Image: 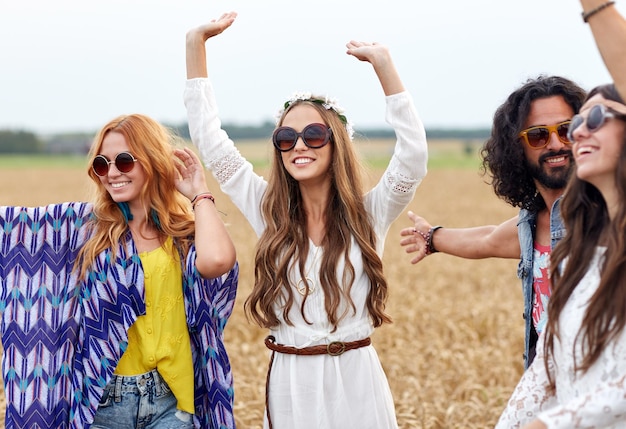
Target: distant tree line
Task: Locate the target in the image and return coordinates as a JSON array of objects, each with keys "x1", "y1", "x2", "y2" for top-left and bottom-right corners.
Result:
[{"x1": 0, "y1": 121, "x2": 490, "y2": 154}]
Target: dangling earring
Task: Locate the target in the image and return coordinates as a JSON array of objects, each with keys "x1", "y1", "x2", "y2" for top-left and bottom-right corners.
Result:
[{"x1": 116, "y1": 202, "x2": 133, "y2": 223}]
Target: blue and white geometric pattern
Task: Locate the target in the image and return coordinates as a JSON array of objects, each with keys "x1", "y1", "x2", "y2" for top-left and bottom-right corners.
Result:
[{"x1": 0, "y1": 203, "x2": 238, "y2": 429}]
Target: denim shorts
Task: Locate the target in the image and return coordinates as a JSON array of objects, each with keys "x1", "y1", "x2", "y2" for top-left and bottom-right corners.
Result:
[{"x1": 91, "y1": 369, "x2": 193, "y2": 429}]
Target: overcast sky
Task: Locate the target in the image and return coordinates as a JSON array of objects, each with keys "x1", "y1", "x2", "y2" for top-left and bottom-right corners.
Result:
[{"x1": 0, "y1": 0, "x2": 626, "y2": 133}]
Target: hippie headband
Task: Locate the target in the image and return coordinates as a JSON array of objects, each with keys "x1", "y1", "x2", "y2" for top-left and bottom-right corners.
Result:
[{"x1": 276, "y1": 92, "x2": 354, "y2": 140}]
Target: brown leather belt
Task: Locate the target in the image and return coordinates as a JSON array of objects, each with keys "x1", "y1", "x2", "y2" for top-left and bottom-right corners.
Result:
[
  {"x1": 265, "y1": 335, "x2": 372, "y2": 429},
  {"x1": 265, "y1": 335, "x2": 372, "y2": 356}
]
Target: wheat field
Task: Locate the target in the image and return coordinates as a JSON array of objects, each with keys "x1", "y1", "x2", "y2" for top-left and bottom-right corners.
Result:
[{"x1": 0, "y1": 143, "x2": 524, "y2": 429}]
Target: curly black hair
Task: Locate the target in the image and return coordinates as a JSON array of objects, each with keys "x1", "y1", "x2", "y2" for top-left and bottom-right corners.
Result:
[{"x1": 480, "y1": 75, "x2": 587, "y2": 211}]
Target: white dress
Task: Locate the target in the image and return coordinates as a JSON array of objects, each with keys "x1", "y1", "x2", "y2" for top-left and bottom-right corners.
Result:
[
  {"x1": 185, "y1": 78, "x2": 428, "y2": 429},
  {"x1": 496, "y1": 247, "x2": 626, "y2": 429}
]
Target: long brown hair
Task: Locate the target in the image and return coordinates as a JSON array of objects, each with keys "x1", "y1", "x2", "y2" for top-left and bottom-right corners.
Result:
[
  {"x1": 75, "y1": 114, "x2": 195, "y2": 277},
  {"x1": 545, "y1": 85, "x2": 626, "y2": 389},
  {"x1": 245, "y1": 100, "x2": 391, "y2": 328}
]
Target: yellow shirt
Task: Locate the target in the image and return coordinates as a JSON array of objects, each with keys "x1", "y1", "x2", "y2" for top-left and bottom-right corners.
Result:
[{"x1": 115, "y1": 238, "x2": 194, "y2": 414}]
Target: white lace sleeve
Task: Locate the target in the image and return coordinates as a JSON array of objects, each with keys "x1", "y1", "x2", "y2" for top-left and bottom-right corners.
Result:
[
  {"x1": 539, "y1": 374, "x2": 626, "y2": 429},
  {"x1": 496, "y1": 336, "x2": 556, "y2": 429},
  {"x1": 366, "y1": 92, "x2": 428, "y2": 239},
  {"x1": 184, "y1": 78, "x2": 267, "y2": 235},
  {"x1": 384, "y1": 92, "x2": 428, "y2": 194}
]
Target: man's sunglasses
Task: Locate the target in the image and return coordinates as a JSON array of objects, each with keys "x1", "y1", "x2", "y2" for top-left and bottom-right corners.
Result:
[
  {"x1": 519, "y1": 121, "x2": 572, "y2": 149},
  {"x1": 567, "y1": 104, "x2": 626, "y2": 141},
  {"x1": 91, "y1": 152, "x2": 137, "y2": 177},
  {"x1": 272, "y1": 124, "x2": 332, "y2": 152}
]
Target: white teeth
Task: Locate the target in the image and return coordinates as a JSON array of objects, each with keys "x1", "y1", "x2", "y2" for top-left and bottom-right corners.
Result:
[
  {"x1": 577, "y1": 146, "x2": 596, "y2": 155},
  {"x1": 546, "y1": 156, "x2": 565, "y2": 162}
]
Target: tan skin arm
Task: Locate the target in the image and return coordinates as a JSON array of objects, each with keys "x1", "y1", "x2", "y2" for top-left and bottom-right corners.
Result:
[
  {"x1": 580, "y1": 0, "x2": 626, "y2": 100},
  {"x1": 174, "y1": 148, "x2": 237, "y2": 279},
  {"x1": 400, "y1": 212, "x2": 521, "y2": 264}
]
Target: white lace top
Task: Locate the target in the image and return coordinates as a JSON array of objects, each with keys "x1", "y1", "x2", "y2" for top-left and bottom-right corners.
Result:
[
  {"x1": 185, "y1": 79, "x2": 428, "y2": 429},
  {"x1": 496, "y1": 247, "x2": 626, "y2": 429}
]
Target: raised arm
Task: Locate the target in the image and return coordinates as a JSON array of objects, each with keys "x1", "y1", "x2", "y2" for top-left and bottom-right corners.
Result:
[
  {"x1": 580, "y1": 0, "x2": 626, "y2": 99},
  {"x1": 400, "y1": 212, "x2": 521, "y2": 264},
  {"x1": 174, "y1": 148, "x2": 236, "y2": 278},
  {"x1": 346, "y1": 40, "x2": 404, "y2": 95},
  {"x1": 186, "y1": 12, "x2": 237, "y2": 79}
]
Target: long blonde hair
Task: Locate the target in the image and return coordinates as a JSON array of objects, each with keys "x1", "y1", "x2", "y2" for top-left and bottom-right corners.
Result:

What the task asks: Beginning with the line that contains "Target: raised arm", quote each line exactly through the last line of the entries above, and nothing beyond them.

Written response:
Target: raised arm
Task: Locate the target in the image and return coordinates as a JSON array of objects, each with keys "x1", "y1", "x2", "y2" for top-left and bottom-right corners.
Result:
[
  {"x1": 580, "y1": 0, "x2": 626, "y2": 99},
  {"x1": 400, "y1": 212, "x2": 521, "y2": 264},
  {"x1": 174, "y1": 148, "x2": 236, "y2": 278},
  {"x1": 346, "y1": 40, "x2": 404, "y2": 95},
  {"x1": 186, "y1": 12, "x2": 237, "y2": 79}
]
Target: long blonde hair
Task: Locate the target in the image and return coordinates as a JSON array of objects, each with keys "x1", "y1", "x2", "y2" for top-left and bottom-right corners.
Result:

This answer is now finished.